[TEXT SHOWN]:
•••••

QUID PRO QUO. Cheap Tickets operates like a factory outlet for unsold airline seats. Advance booking systems and inventory trend analysis give airlines an indication of how many seats are usually left empty' on a given flight. A number of those are sold on contract, in bulk and at fares better than most travel agents can get, to discounters like Cheap Tickets - known as "airline consolidators" in industry jargon. The arrangement allows airlines to fill seats and undercut their competition without discounting passengers who would have paid full fare. Hartley says Cheap Tickets gets 10 to 15 seats on a typical flight.

Edward Hasbrouck, a travel agent with San Francisco-based Travel Time and a columnist for Travel Matters newsletter, says getting solid statistics on consolidators is difficult because of their relationship with the airlines. "I wouldn't hesitate to say it's a multi-billion dollar industry; but I don't think anyone really knows (how large it is)," Hasbrouck says. "It's a gray market. Airlines don't want to encourage consolidators to have a high profile because they'd rather have people buy at the published rates."

That's why Cheap Tickets is prohibited from mentioning any airline by name in its advertising, according to Hartley. Hasbrouck says consolidators have to walk a fine line because many of their contracts with airlines are based on hitting a target sales volume. If they undersell their target, they can lose the contract. On the other hand. if they oversell their target by too much, they can be viewed as a threat to the airlines' full-price market. Hartley says Cheap Tickets has regularly surpassed sales volume requirements, and reverts to the lowest published fares during peak travel seasons so as not to cut into airlines' full-fare business. And while Hartley wholesales tickets to travel agents, he doesn't offer them commissions. The rationale is that encouraging agents to buy from a consolidator also cuts into airlines' full-fare business.

Rachel Shimamoto, president of the American Society of Travel Agents' Hawaii chapter, says Cheap Tickets' longevity and ASTA membership show "it's not a fly-by-night operation." ASTA requires members to post a bond with the Airline Reporting Corp. (a company owned by airlines that licenses travel agencies to issue tickets from their offices), and to adhere to a strict code of ethics, she says.

But Shimamoto's own travel agency, Travel Ways, has had its business cut by Cheap Tickets. She says because Cheap Tickets offers airfares lower than most fares listed in agents' reservations systems, local travel agencies are increasingly being pushed into providing niche services like booking hotel rooms and ground transportation - both of which return lower commissions than airfare. "We lose a lot of business to them," Shimamoto says. "We get calls everyday from people who ask what our lowest fare is. When we ask them what their lowest quote is and it's too low, we don't even give them our quote. We know where it comes from." Shimamoto, however, praises Hartley's foresight in capitalizing on the airlines' own cutthroat competition. "Maybe it was just good luck but the timing was right for that type of business and he just kept that momentum going," she says.

•••••

[LISTED RECORDS]:
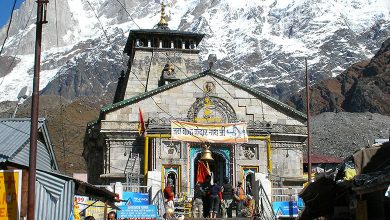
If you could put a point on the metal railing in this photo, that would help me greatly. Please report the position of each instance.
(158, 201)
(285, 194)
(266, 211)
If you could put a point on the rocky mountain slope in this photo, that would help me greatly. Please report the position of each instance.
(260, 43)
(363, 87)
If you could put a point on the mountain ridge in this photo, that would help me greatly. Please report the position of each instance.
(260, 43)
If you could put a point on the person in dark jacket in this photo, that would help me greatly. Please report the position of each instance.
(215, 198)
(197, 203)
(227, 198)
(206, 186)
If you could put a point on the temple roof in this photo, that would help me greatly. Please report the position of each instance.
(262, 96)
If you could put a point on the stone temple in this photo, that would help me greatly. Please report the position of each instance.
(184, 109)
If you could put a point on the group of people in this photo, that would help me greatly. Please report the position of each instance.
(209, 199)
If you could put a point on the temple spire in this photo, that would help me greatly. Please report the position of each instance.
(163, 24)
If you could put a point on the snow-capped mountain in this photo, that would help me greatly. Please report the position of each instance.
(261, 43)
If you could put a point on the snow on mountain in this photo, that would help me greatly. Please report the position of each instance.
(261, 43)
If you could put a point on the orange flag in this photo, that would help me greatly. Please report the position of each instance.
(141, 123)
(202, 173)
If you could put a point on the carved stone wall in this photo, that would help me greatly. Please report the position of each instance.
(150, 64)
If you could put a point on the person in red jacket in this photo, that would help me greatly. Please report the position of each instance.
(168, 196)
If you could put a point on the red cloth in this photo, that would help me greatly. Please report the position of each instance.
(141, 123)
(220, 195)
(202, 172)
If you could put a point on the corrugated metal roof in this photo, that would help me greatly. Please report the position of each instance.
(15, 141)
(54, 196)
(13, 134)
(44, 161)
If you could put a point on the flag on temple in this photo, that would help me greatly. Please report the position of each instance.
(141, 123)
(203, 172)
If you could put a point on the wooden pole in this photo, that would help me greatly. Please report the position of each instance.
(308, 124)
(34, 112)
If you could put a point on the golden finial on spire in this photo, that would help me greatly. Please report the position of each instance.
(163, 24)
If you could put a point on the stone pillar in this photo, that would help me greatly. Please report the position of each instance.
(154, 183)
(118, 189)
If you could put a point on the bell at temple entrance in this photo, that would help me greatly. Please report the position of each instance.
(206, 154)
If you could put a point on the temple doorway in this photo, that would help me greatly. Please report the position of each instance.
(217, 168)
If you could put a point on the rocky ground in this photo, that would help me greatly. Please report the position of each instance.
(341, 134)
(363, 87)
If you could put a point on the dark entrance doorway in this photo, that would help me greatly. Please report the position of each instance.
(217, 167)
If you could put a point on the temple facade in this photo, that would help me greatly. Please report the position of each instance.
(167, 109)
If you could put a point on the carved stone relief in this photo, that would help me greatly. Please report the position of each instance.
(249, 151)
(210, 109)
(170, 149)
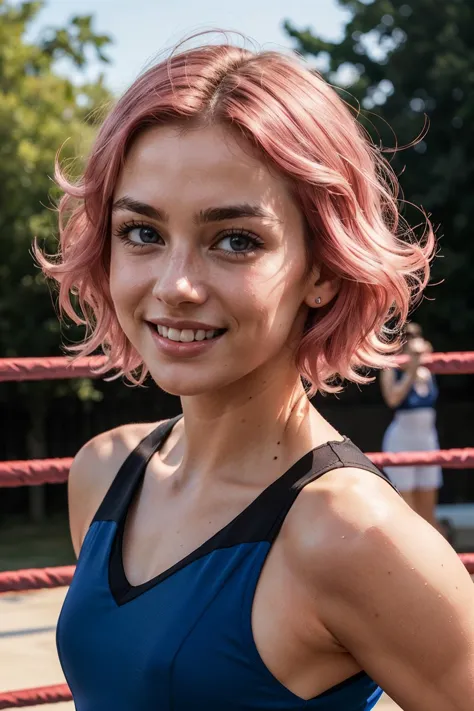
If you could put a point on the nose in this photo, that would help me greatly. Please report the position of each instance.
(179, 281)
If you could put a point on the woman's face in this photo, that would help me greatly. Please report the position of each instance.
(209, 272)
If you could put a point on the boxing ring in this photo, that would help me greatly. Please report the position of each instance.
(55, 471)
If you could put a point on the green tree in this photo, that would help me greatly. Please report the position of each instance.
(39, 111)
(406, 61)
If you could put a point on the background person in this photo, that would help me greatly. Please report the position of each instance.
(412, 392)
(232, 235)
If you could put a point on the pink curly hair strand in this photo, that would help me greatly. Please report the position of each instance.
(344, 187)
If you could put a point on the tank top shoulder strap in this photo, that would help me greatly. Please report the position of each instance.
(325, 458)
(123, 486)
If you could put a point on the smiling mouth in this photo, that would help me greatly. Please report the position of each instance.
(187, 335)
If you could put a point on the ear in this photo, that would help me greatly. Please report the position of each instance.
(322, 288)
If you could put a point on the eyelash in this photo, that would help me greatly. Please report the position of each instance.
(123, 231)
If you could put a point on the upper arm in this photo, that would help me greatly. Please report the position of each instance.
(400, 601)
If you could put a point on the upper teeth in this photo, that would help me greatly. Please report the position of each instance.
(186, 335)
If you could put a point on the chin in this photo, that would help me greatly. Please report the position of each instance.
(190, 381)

•••••

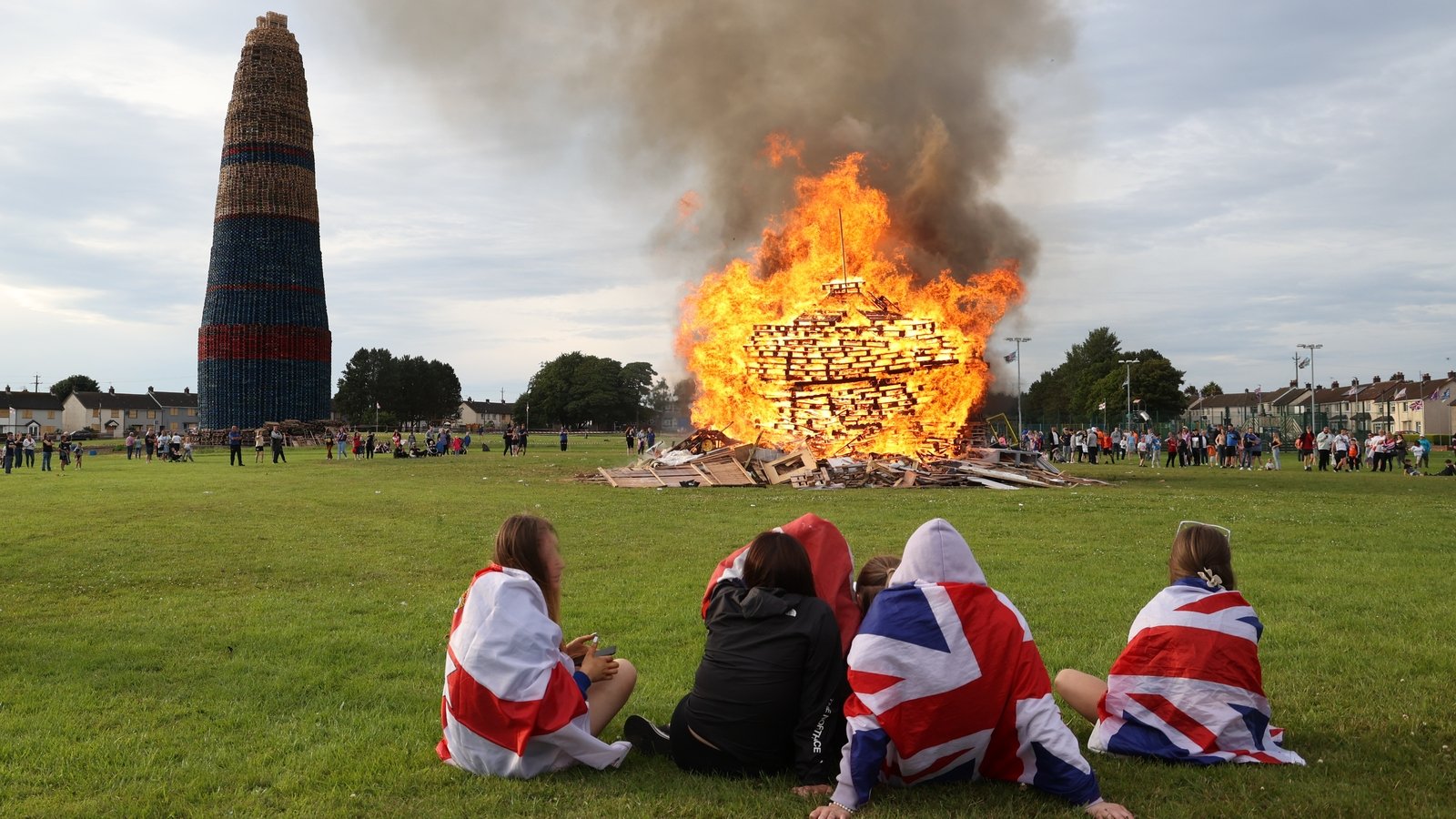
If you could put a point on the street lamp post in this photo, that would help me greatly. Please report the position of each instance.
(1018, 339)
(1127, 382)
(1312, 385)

•••••

[BRIEF]: Please restate word for word the stretch of the article on airline consolidators from "QUID PRO QUO." through "a typical flight.". The data has no connection to the text.

[CORRECT RESULT]:
QUID PRO QUO. Cheap Tickets operates like a factory outlet for unsold airline seats. Advance booking systems and inventory trend analysis give airlines an indication of how many seats are usually left empty' on a given flight. A number of those are sold on contract, in bulk and at fares better than most travel agents can get, to discounters like Cheap Tickets - known as "airline consolidators" in industry jargon. The arrangement allows airlines to fill seats and undercut their competition without discounting passengers who would have paid full fare. Hartley says Cheap Tickets gets 10 to 15 seats on a typical flight.